§ Problem details
Repeat the data verbatim, images excluded.

§ Excerpted data
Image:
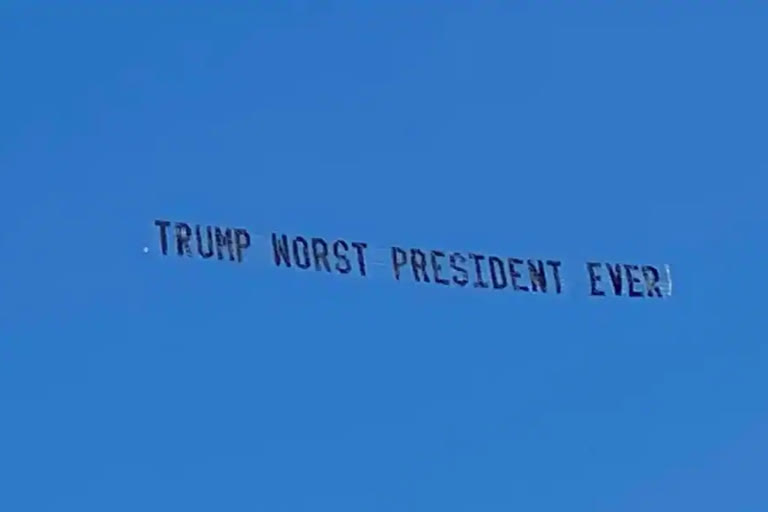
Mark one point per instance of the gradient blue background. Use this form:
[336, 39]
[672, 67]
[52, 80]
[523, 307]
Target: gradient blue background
[616, 131]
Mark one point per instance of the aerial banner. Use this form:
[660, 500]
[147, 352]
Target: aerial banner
[438, 267]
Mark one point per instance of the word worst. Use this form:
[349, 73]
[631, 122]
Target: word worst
[443, 268]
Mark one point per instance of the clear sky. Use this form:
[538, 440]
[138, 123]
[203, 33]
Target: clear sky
[609, 131]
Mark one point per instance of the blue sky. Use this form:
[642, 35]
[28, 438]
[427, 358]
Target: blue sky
[618, 132]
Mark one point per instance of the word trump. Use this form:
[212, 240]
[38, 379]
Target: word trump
[207, 242]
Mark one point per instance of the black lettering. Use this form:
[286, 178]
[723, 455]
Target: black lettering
[242, 242]
[163, 224]
[224, 239]
[360, 247]
[479, 283]
[205, 254]
[183, 234]
[498, 276]
[514, 274]
[652, 280]
[556, 272]
[615, 274]
[345, 269]
[301, 257]
[632, 280]
[419, 263]
[464, 279]
[399, 259]
[538, 276]
[280, 250]
[320, 253]
[594, 278]
[437, 267]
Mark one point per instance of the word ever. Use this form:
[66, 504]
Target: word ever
[650, 274]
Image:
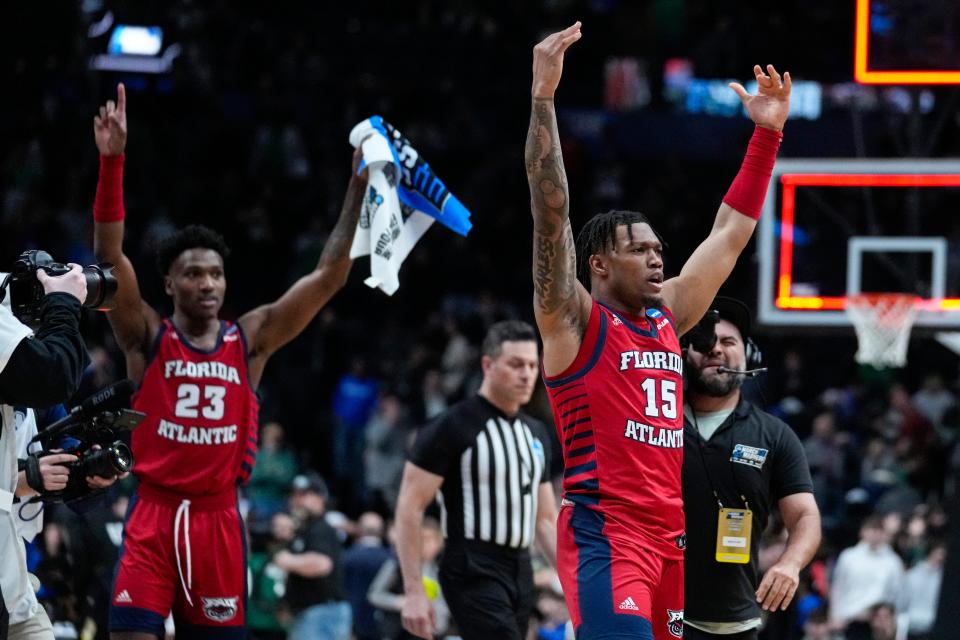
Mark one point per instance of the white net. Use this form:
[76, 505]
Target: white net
[883, 322]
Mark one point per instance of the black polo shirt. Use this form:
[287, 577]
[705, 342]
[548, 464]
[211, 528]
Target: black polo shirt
[752, 454]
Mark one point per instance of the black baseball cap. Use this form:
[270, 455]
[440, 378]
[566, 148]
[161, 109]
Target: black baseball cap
[734, 312]
[309, 481]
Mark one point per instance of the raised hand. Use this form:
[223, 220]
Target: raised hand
[548, 60]
[771, 106]
[110, 125]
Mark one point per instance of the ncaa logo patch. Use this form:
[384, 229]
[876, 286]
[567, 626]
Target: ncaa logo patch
[675, 623]
[220, 609]
[538, 451]
[750, 456]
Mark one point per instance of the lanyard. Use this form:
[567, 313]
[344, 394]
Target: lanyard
[706, 469]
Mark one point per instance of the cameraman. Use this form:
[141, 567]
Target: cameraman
[37, 369]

§ Answer area
Image:
Mark one point per instance of the gradient blue background. Use this form:
[336, 39]
[672, 67]
[52, 80]
[523, 307]
Target: gradient blue background
[616, 131]
Mark one point per instance of the aerial banner. Use this form:
[660, 500]
[147, 352]
Target: aerial banner
[438, 267]
Mark one point per instance of the word worst. Use this form:
[349, 73]
[631, 122]
Target: word worst
[443, 268]
Mark one point per instance of the clear sky. Use this form:
[538, 440]
[138, 123]
[203, 33]
Target: clear sky
[609, 131]
Mark one point per instance of the blue sky. Use this form:
[642, 35]
[28, 438]
[427, 358]
Target: blue sky
[618, 132]
Mark one point per instance of the word trump. Use this form:
[212, 240]
[38, 379]
Target: word trump
[207, 242]
Mark one point per instance of the black lettering. Use this form:
[286, 178]
[723, 455]
Target: black lettering
[242, 242]
[163, 224]
[224, 239]
[360, 247]
[479, 283]
[205, 254]
[183, 234]
[498, 276]
[514, 274]
[652, 280]
[556, 272]
[615, 274]
[345, 269]
[301, 257]
[632, 280]
[419, 263]
[464, 279]
[399, 259]
[538, 276]
[280, 250]
[320, 253]
[594, 278]
[437, 267]
Mark one point per instance of the word ever. Use this form:
[66, 504]
Target: word ever
[650, 274]
Image:
Mark one point per instance of the white net. Use this form:
[76, 505]
Target: white net
[883, 322]
Mark one point per instance of the black polo shirt. Use this form:
[287, 577]
[705, 342]
[548, 464]
[211, 528]
Target: black polo shirt
[752, 454]
Mark one point per instance of the black baseball cap. Use this form:
[270, 455]
[440, 378]
[566, 148]
[161, 109]
Target: black baseball cap
[734, 312]
[309, 481]
Mark one point per instance of the raised hand. Use this form:
[223, 220]
Target: raised hand
[548, 60]
[771, 106]
[110, 125]
Mark one point per instance of the ncaa logo patch. Use this form:
[384, 229]
[876, 286]
[567, 626]
Target: ncaa logo patch
[675, 623]
[220, 609]
[538, 451]
[750, 456]
Mark one point per instance of the lanyard. Use this form:
[567, 313]
[344, 394]
Target: lanyard
[706, 469]
Mark one point per instance of the cameraman. Use this form:
[141, 567]
Target: cameraman
[37, 369]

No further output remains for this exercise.